## RAW RECORDS
-- Begin --

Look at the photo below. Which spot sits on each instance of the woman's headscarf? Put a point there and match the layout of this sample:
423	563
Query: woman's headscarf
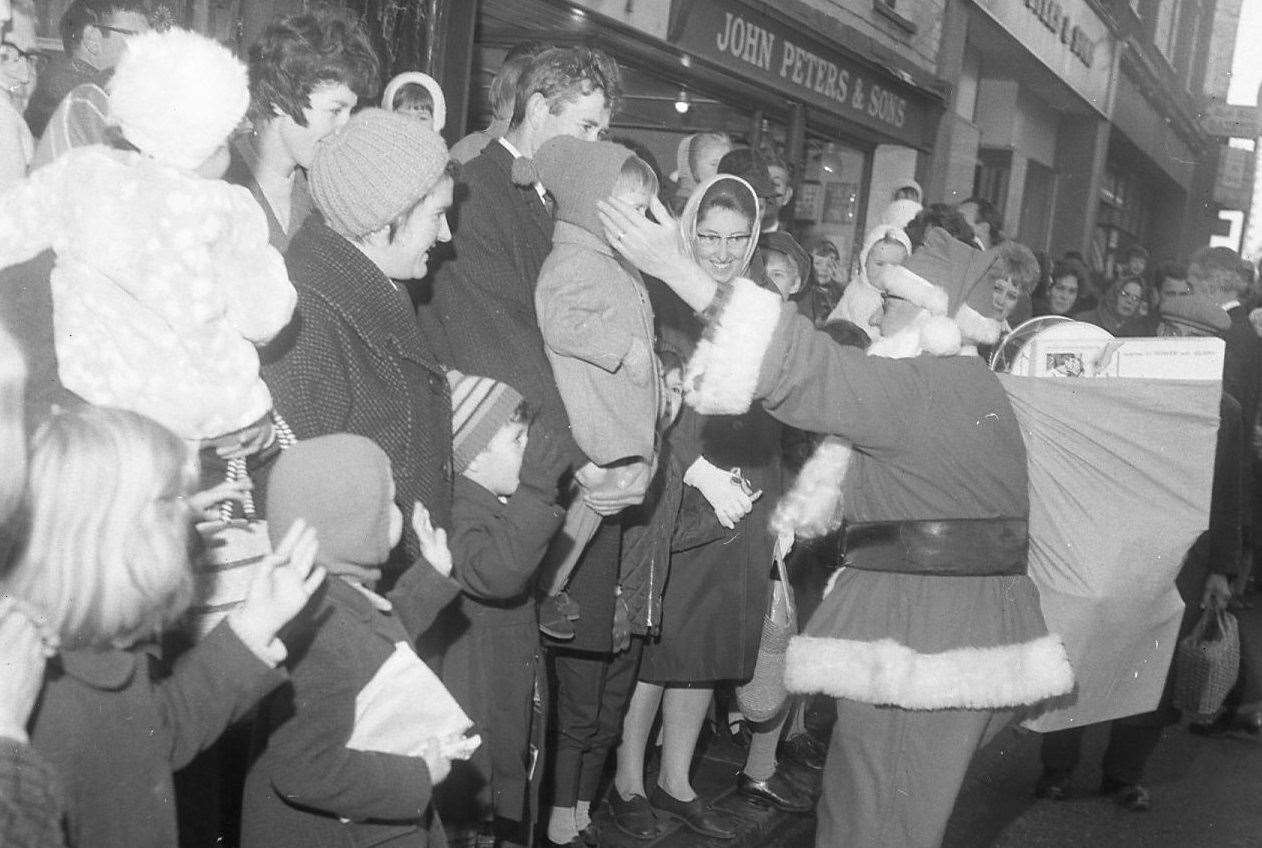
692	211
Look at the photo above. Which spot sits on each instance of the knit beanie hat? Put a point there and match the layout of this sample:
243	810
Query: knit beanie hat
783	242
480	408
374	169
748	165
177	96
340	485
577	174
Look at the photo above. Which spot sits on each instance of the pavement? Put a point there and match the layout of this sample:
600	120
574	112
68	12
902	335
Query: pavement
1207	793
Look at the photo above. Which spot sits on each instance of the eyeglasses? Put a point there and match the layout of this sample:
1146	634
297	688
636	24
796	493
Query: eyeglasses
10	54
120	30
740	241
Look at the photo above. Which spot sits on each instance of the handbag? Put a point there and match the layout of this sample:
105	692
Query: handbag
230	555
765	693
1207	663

-- End --
-- Begin --

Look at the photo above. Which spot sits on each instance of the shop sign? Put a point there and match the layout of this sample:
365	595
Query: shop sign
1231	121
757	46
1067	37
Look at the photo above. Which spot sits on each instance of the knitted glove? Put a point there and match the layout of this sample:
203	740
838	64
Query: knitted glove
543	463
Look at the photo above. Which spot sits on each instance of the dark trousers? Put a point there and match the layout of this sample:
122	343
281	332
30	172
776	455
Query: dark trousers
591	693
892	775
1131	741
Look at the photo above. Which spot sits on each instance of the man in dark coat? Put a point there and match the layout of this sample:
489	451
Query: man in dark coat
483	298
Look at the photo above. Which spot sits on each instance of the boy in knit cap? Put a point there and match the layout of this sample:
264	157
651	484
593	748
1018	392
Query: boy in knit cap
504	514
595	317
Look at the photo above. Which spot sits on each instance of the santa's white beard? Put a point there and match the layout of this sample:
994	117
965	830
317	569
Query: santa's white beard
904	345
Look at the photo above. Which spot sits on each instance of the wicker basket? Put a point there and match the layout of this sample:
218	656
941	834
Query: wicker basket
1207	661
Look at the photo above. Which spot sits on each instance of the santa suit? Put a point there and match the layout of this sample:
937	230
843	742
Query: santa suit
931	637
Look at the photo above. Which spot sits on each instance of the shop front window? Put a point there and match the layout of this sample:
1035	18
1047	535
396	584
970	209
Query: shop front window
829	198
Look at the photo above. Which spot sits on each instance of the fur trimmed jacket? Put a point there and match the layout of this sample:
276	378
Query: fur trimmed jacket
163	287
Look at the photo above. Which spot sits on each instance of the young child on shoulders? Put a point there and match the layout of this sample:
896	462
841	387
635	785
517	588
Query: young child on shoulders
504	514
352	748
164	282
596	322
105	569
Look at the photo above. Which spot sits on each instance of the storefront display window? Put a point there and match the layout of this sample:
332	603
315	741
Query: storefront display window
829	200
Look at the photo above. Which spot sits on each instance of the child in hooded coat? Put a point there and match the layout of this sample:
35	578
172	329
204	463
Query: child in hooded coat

-- End --

## STATED PROBLEM
Can you copy out, word for word, the lines of the entries starting with the line that contains "of the child" and going on through the line that contains "Query: child in hooded coat", both ends included?

## FINISHED EXERCISE
Look at the photo above. Which spot sits on each instance of the child in hooded coat? Put a point there and match the layout of this sample:
35	578
172	329
204	463
Query: child in hooded coat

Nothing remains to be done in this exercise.